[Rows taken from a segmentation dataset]
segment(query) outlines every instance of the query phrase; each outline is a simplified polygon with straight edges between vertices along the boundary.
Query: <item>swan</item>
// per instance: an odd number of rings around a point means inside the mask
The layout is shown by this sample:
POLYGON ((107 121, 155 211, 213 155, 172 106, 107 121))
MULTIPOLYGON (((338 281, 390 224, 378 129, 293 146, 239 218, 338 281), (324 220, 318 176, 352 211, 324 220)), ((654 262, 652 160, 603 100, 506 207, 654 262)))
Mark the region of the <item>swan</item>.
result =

SHORT PROBLEM: Lay out all of the data above as a Markdown table with the columns No. and Line. Give each nonblank line its own row, and leave out blank lines.

EXERCISE RESULT:
| No. | Line |
|---|---|
| 1 | segment(query) outlines every instance of the query phrase; each outline is a simplified polygon with straight edges between vertices along the boundary. |
| 2 | Query: <item>swan</item> |
| 3 | // per instance: an odd number of rings around a point means inside the mask |
| 4 | The layout is shown by this sample: |
| 5 | POLYGON ((107 121, 155 211, 213 155, 172 106, 107 121)) |
| 6 | MULTIPOLYGON (((338 281, 390 224, 378 129, 293 146, 239 218, 338 281), (324 220, 318 176, 352 211, 324 220)), ((654 262, 652 160, 603 100, 506 207, 654 262))) |
| 7 | Mark the region of the <item>swan</item>. |
| 8 | result = |